Records:
•••••
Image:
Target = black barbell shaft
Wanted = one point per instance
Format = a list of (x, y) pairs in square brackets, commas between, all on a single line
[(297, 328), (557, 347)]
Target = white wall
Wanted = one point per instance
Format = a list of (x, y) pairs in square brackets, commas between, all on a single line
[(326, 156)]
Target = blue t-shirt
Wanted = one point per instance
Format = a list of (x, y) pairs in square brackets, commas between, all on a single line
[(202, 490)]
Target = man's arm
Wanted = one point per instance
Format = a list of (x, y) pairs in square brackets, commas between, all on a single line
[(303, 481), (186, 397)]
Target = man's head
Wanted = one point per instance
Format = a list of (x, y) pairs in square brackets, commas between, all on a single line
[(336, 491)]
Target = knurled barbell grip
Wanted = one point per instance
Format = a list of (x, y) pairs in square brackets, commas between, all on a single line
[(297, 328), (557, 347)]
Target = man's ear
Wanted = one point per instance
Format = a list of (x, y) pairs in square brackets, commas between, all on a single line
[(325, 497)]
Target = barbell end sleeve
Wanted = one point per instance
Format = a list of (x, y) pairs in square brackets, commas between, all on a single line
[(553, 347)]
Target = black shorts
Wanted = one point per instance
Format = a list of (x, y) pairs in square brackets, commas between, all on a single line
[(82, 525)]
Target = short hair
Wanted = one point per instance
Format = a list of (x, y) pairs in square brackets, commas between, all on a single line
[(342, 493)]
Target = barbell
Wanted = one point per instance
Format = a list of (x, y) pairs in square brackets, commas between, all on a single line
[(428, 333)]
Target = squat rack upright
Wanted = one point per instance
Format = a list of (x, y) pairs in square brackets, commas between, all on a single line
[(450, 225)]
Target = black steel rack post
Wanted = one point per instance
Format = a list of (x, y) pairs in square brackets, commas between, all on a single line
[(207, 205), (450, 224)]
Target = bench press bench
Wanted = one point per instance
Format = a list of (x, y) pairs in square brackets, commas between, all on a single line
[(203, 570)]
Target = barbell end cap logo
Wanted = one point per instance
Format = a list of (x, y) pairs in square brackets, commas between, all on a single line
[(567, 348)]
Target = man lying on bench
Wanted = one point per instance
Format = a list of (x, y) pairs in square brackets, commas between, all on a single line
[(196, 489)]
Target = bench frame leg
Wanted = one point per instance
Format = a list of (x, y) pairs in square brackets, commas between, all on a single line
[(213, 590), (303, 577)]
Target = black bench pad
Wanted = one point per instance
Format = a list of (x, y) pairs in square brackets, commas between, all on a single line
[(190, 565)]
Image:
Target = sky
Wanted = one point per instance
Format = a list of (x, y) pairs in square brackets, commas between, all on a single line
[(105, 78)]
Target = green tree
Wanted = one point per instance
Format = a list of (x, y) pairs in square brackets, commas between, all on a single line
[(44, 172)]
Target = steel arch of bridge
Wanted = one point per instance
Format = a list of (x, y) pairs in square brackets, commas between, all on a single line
•••••
* **Exercise instructions**
Write out every entry word for word.

* **Result for this task**
Image:
Target = black barbell shaft
Wanted = one point per instance
Format = a list of (x, y) pairs in square brackets, commas between, all on a single line
[(297, 328), (557, 347)]
Target = white wall
Wanted = one point per instance
Format = a list of (x, y) pairs in square brackets, commas between, all on a single line
[(326, 156)]
Target = blue t-shirt
Wanted = one point per instance
Format = a list of (x, y) pairs in square brackets, commas between, all on a single line
[(202, 490)]
Target = man's arm
Wanted = one point per instance
Format = a list of (x, y) pairs in square brackets, commas between, all on a single line
[(303, 481), (186, 397)]
Target = man's head
Wanted = one point per instance
Format = a list of (x, y) pairs in square brackets, commas between, all on a single line
[(336, 491)]
Target = knurled barbell grip
Wanted = one point per instance
Format = a list of (x, y) pairs in square brackets, commas between, all on a single line
[(297, 328), (557, 347)]
Target = man's ear
Wanted = one point per instance
Format = a list of (x, y) pairs in square brackets, commas between, all on a single line
[(325, 497)]
Target = barbell end sleeve
Wanted = one point per instance
Format = a list of (x, y) pairs in square brackets, commas between, all on a single line
[(553, 347)]
Target = black shorts
Wanted = one point per instance
Format = a list of (x, y) pairs in square brackets, commas between, all on a single line
[(82, 525)]
Target = short hair
Wanted = one point per instance
Format = a list of (x, y) pairs in square brackets, commas between, all on a single line
[(342, 493)]
Target = barbell
Wanted = one point per instance
Format = a list of (x, y) pairs in square brackets, commas between, all on a single line
[(428, 333)]
Target = squat rack upright
Wanted = one point per instance
Format = a list of (x, y) pairs in square brackets, commas between, all on a single line
[(450, 225)]
Target = black steel rack post
Wanted = one point per instance
Format = a list of (x, y) pairs in square brackets, commas between, all on a single line
[(207, 205), (450, 224)]
Target = bench press bench
Wanted = one point per instance
Format = a list of (x, y) pairs in square brackets, commas between, all on a single line
[(203, 570)]
Target = barbell end cap logo
Wanted = one point per instance
Format = a list of (x, y) pairs in square brackets, commas between, all on a single line
[(567, 348)]
Target = man lying on bench
Wanted = one point per instance
Format = a list of (x, y) pairs in square brackets, commas between, all on a single line
[(196, 489)]
Target = bench frame leg
Wanted = one point per instance
Format = a list of (x, y) pairs in square brackets, commas between, all on a single line
[(213, 590), (303, 577)]
Target = black bench pad
Wanted = one point per instance
Format = a list of (x, y) pairs in square brackets, commas between, all on a single line
[(190, 565)]
Image:
Target = sky
Wanted = one point per instance
Format = a list of (x, y) pairs in square brackets, commas between, all on a single line
[(105, 78)]
Target = green tree
Wanted = one point per instance
Format = a list of (x, y) pairs in square brackets, commas between, all on a single line
[(44, 172)]
Target = steel arch of bridge
Wanted = one point per instance
Format = a list of (x, y) pairs in square brackets, commas between, all on a single line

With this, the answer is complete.